◆ What is expected: Convert the part of the records below that opens with the line containing "For every instance of the metal bracket, set" and closes with the line containing "[[1155, 818], [689, 393]]" into a numbered list, omitting any blank lines. Include both boundary lines and nothing outside that span.

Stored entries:
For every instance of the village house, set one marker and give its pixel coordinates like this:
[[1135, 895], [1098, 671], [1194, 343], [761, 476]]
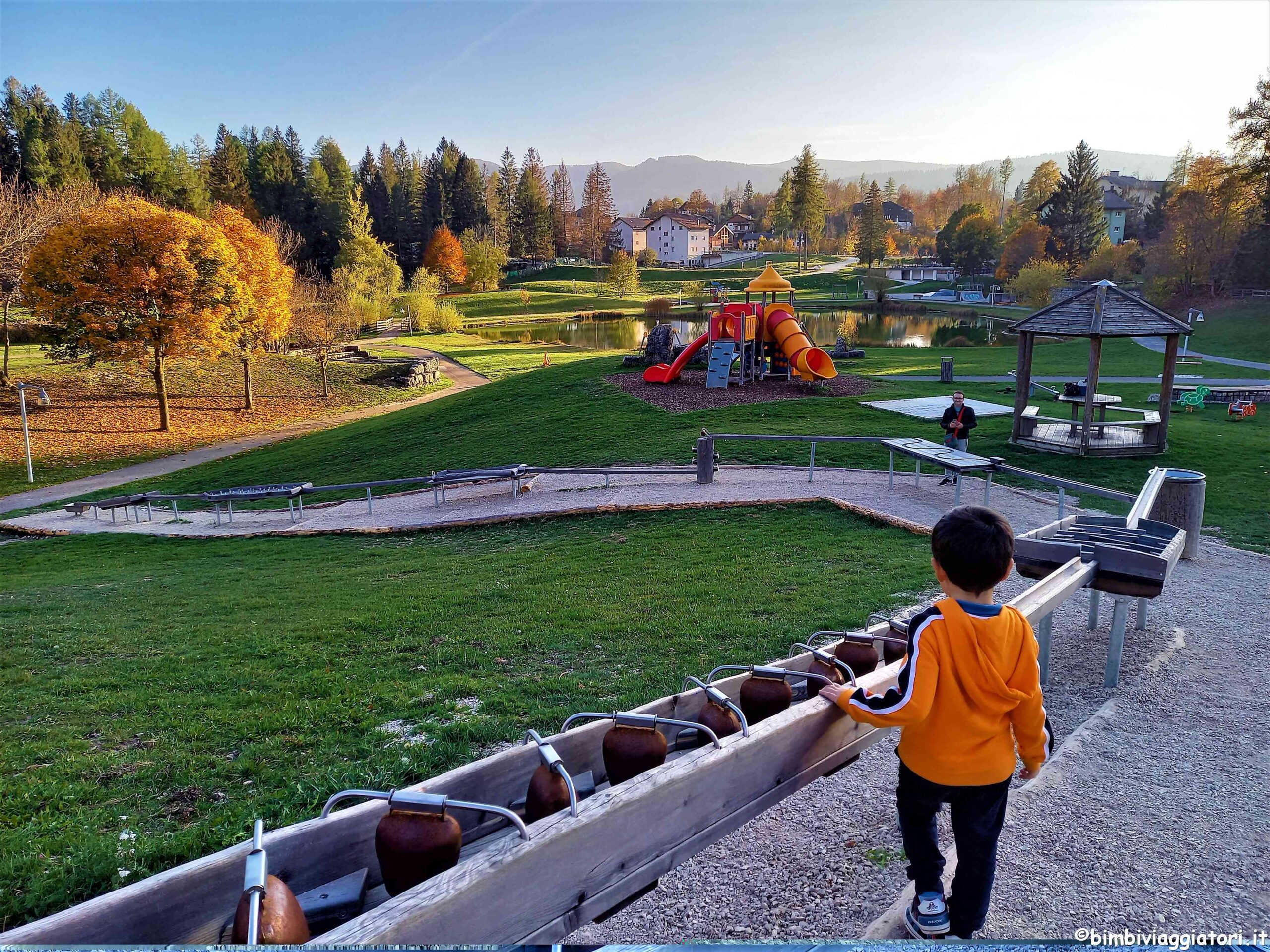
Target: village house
[[892, 212], [629, 235]]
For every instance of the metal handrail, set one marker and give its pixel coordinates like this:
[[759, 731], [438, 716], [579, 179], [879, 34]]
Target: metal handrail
[[553, 762], [636, 720], [420, 803], [719, 699]]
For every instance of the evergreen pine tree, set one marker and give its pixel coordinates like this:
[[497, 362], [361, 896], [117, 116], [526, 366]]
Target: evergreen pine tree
[[1075, 214], [532, 215]]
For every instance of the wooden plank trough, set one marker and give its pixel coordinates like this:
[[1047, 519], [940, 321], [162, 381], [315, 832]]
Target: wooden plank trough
[[506, 889]]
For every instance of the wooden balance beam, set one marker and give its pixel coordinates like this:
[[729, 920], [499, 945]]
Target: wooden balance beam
[[506, 890]]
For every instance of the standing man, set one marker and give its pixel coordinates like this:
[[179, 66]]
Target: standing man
[[958, 422]]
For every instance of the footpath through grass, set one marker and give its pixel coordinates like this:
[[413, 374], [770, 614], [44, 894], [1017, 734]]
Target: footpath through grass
[[160, 695], [568, 414]]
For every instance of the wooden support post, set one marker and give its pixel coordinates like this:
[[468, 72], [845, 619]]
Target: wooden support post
[[1166, 390], [1115, 648], [1046, 639], [1023, 382], [1090, 391]]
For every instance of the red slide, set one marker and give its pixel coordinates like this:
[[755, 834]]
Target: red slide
[[667, 372]]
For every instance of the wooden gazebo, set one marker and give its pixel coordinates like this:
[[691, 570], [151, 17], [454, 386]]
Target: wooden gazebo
[[1099, 311]]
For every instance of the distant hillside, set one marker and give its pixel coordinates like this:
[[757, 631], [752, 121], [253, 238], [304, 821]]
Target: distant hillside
[[679, 175]]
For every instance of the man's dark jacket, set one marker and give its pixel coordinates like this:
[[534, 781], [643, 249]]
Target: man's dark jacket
[[968, 422]]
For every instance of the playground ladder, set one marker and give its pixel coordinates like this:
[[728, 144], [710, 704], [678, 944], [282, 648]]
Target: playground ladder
[[722, 356]]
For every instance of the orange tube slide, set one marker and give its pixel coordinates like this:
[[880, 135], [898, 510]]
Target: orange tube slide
[[810, 362]]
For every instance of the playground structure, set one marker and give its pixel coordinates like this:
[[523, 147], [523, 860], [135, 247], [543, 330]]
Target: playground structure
[[761, 338], [511, 876]]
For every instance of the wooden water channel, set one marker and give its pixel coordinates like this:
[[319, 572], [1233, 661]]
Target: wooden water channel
[[506, 889]]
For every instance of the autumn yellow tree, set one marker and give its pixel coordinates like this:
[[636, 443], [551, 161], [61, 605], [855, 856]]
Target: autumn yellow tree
[[130, 281], [445, 257], [262, 311]]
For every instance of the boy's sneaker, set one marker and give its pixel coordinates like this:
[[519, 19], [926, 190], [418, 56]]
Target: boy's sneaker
[[928, 918]]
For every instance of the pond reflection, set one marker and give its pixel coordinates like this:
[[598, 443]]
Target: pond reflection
[[874, 330]]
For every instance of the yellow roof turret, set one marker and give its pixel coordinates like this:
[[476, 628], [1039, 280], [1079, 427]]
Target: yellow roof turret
[[769, 281]]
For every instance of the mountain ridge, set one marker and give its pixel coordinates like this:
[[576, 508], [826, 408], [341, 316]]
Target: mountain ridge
[[677, 176]]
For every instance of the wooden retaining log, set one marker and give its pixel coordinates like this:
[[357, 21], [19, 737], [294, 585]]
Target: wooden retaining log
[[506, 890]]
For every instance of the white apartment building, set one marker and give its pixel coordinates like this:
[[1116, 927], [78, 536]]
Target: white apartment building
[[679, 239], [629, 234]]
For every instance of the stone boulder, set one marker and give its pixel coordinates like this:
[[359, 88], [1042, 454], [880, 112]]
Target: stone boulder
[[422, 372]]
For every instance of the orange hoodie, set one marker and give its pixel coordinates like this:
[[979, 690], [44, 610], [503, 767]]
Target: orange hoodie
[[967, 681]]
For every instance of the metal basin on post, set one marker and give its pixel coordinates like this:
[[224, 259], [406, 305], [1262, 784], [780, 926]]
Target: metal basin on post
[[1182, 503]]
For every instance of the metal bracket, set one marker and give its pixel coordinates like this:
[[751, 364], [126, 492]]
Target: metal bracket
[[420, 803], [553, 762], [719, 699], [635, 720], [254, 879], [767, 672], [826, 658]]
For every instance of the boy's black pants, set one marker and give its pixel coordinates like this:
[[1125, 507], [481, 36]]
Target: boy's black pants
[[978, 814]]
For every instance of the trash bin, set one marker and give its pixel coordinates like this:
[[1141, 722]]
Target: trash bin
[[1182, 503]]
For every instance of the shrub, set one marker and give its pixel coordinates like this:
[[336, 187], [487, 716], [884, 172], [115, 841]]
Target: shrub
[[658, 309], [444, 319], [1037, 281]]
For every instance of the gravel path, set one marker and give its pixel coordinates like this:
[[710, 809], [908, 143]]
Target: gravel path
[[1155, 818], [554, 494]]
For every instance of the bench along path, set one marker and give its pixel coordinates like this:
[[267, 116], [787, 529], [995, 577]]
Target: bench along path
[[1152, 817], [561, 494]]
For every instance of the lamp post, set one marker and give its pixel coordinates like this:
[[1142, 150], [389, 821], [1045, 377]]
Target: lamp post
[[1193, 315], [42, 399]]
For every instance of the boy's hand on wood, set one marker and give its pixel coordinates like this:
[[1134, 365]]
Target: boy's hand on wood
[[832, 692]]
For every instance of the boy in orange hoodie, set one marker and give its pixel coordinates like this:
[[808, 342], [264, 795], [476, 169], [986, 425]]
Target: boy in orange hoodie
[[967, 694]]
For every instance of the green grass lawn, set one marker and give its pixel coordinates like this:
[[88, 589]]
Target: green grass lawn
[[497, 359], [1122, 357], [160, 695], [568, 414], [1239, 329]]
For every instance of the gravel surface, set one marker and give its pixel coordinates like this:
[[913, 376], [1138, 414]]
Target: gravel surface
[[1155, 818], [689, 393]]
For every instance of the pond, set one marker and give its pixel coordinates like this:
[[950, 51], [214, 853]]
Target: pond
[[876, 330]]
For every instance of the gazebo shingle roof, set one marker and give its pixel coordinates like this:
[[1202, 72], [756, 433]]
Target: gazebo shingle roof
[[1101, 310]]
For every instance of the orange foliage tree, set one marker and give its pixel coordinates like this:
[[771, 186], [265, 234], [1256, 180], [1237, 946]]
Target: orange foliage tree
[[130, 281], [445, 257], [1025, 244], [262, 313]]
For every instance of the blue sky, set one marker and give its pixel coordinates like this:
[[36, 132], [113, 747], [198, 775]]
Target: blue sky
[[746, 82]]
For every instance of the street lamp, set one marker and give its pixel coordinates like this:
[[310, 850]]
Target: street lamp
[[1193, 318], [42, 399]]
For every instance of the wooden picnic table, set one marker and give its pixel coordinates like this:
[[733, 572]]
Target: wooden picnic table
[[1100, 400]]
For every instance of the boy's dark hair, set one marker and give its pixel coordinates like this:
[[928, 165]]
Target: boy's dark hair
[[973, 546]]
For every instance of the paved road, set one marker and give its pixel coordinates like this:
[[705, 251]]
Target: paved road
[[1157, 345], [464, 379], [1003, 379]]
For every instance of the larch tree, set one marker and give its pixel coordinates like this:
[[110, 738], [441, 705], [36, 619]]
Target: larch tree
[[1075, 214], [26, 219], [130, 281], [508, 183], [445, 257], [564, 210], [262, 313], [597, 211], [532, 211], [808, 205], [872, 235], [1005, 172]]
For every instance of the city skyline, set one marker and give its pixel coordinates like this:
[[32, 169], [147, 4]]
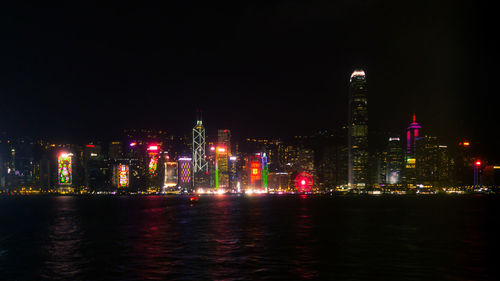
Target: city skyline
[[245, 64]]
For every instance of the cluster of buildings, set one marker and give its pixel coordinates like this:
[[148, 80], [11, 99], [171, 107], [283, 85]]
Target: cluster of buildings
[[351, 158]]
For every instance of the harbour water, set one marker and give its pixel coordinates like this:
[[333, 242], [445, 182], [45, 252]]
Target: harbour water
[[266, 237]]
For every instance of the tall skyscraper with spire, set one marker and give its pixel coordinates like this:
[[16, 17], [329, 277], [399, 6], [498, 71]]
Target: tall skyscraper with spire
[[358, 130], [199, 161], [412, 136]]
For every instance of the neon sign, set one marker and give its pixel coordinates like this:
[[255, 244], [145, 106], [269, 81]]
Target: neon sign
[[123, 175], [64, 173]]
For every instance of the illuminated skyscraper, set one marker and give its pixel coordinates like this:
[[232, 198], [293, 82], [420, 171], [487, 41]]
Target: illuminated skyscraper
[[185, 173], [358, 130], [412, 135], [394, 161], [224, 139], [199, 161]]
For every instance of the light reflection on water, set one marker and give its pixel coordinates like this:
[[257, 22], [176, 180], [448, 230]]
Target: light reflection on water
[[248, 238]]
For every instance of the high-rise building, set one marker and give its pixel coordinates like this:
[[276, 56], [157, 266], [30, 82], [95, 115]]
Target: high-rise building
[[358, 130], [115, 150], [200, 165], [394, 161], [434, 165], [412, 136], [199, 162], [224, 139], [221, 168], [185, 173]]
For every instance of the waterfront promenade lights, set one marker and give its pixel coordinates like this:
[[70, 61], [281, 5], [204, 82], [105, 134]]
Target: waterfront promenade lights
[[477, 168]]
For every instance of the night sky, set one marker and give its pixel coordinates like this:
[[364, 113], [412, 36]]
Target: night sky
[[280, 68]]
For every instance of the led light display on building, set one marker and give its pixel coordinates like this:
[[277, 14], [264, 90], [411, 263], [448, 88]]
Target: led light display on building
[[410, 163], [185, 172], [304, 182], [64, 172], [123, 176], [153, 159], [171, 177]]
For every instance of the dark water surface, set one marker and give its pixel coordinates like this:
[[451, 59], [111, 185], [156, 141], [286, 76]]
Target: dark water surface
[[250, 238]]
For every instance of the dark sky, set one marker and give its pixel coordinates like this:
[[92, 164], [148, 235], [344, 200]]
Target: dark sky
[[279, 68]]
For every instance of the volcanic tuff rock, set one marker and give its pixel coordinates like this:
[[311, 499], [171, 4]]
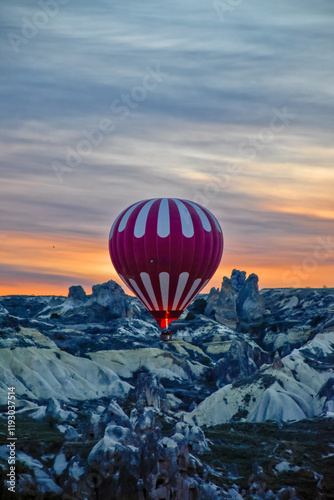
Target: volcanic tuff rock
[[250, 307], [108, 410]]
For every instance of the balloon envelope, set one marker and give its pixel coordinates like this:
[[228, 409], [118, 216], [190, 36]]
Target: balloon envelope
[[166, 250]]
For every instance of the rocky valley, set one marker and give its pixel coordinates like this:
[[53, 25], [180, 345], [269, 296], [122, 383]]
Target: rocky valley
[[239, 404]]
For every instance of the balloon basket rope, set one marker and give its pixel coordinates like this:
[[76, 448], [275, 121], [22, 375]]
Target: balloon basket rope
[[166, 335]]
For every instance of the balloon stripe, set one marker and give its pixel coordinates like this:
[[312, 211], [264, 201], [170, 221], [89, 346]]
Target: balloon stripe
[[191, 292], [163, 219], [126, 216], [214, 219], [183, 278], [139, 293], [186, 222], [149, 289], [140, 226], [164, 288], [205, 221]]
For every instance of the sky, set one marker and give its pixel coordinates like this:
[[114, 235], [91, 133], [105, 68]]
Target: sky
[[227, 103]]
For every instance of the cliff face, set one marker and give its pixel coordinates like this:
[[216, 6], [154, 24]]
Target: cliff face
[[107, 410]]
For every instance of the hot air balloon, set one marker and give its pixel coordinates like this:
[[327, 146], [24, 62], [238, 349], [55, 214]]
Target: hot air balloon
[[166, 250]]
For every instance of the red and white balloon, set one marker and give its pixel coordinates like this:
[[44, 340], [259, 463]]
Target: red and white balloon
[[166, 250]]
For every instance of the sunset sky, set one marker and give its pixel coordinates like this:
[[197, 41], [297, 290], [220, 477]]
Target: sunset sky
[[227, 103]]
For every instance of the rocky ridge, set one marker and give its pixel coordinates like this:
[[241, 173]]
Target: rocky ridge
[[107, 410]]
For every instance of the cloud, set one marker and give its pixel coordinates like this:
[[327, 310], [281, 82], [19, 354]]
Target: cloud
[[223, 80]]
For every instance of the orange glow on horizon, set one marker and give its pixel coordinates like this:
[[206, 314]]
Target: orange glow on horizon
[[48, 264]]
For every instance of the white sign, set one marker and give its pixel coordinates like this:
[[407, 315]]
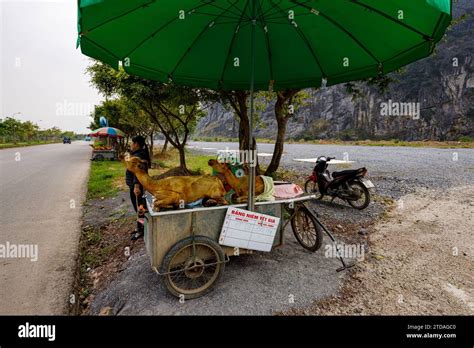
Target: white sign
[[249, 230]]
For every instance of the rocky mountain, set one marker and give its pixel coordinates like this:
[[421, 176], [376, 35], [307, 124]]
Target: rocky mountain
[[431, 99]]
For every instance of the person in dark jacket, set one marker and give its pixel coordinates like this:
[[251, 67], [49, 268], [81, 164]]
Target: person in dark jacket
[[138, 149]]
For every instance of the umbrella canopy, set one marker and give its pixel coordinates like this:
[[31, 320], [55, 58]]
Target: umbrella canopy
[[107, 132], [206, 43], [260, 44]]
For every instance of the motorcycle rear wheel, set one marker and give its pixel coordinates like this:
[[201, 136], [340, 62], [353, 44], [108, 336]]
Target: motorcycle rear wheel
[[364, 200], [312, 188]]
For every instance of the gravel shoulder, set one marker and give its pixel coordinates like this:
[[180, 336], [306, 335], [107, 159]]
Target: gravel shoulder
[[420, 261], [290, 280]]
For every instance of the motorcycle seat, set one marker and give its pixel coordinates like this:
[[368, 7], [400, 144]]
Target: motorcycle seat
[[348, 172]]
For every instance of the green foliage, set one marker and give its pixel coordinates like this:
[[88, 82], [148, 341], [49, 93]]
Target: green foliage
[[101, 178]]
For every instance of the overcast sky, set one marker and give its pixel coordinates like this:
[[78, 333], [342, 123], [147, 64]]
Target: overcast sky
[[41, 71]]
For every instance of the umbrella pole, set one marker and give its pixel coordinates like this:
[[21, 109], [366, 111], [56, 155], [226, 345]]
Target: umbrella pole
[[251, 193]]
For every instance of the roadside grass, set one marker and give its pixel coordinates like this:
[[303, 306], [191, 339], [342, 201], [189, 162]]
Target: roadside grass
[[12, 145], [103, 177], [464, 142]]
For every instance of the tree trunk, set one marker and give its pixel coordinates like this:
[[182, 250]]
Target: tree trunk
[[279, 145], [165, 146], [282, 120], [151, 146], [182, 160]]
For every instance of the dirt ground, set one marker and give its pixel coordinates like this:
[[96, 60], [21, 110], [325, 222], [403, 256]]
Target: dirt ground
[[420, 261]]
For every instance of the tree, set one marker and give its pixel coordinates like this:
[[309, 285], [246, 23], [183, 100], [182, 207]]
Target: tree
[[287, 104], [173, 109]]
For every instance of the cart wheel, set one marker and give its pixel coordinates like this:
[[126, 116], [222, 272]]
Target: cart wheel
[[193, 276], [306, 230]]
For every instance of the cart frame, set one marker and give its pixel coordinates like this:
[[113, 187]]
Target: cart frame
[[166, 231]]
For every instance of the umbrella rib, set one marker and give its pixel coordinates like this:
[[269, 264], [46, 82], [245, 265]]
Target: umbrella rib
[[305, 40], [266, 14], [232, 41], [197, 39], [267, 41], [232, 4], [425, 37], [120, 16], [329, 19], [159, 29], [100, 46]]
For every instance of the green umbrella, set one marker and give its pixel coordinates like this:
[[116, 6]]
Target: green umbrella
[[260, 44]]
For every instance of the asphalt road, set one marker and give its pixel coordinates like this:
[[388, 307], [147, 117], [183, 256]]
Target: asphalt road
[[264, 283], [395, 170], [42, 189]]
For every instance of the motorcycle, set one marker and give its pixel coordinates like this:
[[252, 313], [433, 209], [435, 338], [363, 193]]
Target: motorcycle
[[348, 185]]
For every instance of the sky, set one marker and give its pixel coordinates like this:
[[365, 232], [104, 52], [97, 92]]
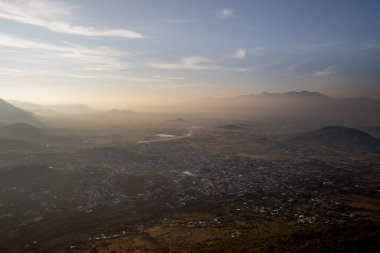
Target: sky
[[135, 53]]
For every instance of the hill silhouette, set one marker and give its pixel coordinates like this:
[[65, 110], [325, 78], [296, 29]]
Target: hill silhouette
[[10, 114], [22, 132]]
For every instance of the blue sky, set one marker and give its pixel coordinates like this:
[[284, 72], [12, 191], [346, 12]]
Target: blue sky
[[127, 53]]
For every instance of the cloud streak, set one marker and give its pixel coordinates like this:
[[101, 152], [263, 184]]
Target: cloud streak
[[240, 54], [51, 15], [227, 13], [329, 71], [197, 63], [98, 58]]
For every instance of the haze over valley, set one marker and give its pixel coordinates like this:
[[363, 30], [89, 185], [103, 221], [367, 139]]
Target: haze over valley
[[199, 126]]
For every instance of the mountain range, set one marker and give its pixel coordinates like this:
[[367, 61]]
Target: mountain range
[[10, 114], [339, 137], [305, 107]]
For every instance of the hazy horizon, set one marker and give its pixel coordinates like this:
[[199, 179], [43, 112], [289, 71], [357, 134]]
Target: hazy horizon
[[135, 54]]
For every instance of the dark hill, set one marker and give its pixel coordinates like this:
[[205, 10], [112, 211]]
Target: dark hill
[[11, 114]]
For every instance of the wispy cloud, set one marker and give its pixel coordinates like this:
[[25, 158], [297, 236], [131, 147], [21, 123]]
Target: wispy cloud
[[240, 54], [227, 13], [52, 16], [197, 63], [98, 58], [370, 46], [329, 71]]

◆ Correct output:
1. For every instance of the metal bracket, set one marker and give its pixel coordinates like this:
2. [[751, 364], [126, 492]]
3. Target: metal bracket
4. [[420, 803], [553, 762], [719, 699], [635, 720], [254, 879], [767, 672], [826, 658]]
5. For every instance of the boy's black pants, set one marker and give its pixel coordinates like this:
6. [[1125, 507], [481, 36]]
7. Target: boy's black pants
8. [[978, 814]]
9. For every instance of the trash bin, set one marker and give its pixel coordinates like this:
10. [[1141, 722]]
11. Target: trash bin
12. [[1182, 503]]
13. For every instance of the shrub, set one marker and give its pixel coordinates like this:
14. [[336, 187], [487, 716], [884, 172], [115, 841]]
15. Target: shrub
16. [[658, 309], [444, 319], [1037, 281]]
17. For every instance of the gravel path, set one marker and give its pixel coordinates like this:
18. [[710, 809], [908, 143]]
19. Target: gravel path
20. [[1155, 818], [554, 494]]
21. For every instance of the bench along path, set one marker and give its pixel coordinates like this:
22. [[267, 116], [787, 529], [995, 577]]
23. Target: bench along path
24. [[1152, 817], [561, 494]]
25. For every instance of the lamp post, set one marker and give its pixel coordinates like this:
26. [[1142, 150], [389, 821], [1045, 377]]
27. Target: lamp post
28. [[1193, 315], [42, 399]]
29. For every instance of the boy's hand on wood, set one marker and give its pixel coordinates like this:
30. [[1134, 365]]
31. Target: boy's hand on wood
32. [[832, 692]]
33. For every instance of the boy in orange hoodie, set one marker and give its pixel coordinates like this:
34. [[808, 342], [264, 795], [476, 169], [986, 425]]
35. Target: boy in orange hoodie
36. [[967, 694]]
37. For every instance of the green grass lawn, set one marker and give its pixel coordinates like this:
38. [[88, 589]]
39. Target: green grass lawn
40. [[497, 359], [1122, 357], [160, 695], [568, 414], [1239, 329]]
41. For every instance of the gravel surface, set one marker and give its pixel coordinates like this:
42. [[913, 376], [1138, 414]]
43. Target: gravel surface
44. [[1155, 818], [689, 393]]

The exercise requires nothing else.